What is being asked:
Show, from the records below, all lines that contain the word "tree".

START Data records

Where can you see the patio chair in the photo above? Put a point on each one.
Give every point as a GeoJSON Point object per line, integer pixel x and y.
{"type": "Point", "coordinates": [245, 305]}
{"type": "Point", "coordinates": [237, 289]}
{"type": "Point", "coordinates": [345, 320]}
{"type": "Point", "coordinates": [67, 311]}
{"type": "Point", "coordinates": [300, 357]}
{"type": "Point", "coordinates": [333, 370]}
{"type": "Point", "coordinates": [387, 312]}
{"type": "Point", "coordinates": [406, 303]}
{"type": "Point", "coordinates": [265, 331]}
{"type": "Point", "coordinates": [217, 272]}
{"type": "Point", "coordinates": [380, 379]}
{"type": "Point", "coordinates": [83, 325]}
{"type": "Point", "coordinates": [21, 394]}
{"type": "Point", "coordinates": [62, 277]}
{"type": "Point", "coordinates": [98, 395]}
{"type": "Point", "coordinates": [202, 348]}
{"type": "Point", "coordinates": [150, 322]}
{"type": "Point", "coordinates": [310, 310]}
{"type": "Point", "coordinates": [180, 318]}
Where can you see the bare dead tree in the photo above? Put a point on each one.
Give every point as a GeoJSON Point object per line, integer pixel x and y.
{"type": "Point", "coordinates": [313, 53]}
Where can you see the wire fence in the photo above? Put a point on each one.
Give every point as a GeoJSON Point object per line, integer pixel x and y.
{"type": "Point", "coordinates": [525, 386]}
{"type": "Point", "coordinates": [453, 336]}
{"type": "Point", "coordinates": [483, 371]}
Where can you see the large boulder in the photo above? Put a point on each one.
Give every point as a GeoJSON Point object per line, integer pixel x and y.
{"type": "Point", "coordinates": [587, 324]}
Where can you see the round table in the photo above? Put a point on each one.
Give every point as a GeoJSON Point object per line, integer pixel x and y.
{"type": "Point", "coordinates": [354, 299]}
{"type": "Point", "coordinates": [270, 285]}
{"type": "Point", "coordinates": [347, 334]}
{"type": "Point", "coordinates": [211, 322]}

END Data records
START Data records

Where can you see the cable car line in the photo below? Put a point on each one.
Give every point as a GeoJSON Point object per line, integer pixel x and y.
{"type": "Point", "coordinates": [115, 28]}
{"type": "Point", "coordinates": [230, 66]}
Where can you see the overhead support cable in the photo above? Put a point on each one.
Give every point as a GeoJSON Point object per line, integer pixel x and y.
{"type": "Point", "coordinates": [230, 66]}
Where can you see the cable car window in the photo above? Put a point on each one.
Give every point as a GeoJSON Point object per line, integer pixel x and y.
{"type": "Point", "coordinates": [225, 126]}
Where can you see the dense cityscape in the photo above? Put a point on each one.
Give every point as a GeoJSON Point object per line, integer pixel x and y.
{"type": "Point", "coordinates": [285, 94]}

END Data records
START Data records

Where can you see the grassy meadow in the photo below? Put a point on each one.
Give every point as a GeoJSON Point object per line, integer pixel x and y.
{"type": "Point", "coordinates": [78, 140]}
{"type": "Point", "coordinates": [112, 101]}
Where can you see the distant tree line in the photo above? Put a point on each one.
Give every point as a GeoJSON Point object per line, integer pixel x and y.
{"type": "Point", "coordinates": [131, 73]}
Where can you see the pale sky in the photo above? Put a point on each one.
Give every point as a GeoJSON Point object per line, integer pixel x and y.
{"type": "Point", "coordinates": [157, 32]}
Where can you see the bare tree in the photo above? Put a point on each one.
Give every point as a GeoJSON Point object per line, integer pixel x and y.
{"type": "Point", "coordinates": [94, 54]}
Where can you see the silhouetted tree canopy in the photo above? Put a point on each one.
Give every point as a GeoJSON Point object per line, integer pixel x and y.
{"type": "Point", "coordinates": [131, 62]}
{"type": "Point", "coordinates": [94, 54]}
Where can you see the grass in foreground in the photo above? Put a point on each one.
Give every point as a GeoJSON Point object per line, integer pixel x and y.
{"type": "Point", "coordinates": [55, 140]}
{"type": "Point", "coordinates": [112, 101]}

END Data records

Written solution:
Where can you see the bare dead tree in the photo above? Put a point on each one.
Where can you see the distant tree line in the photo above? Put a point on each one.
Where can you see the bare tree in the photo above? Put a point on each one.
Where can you see the silhouetted tree canopy in the photo above? Put a point on each one.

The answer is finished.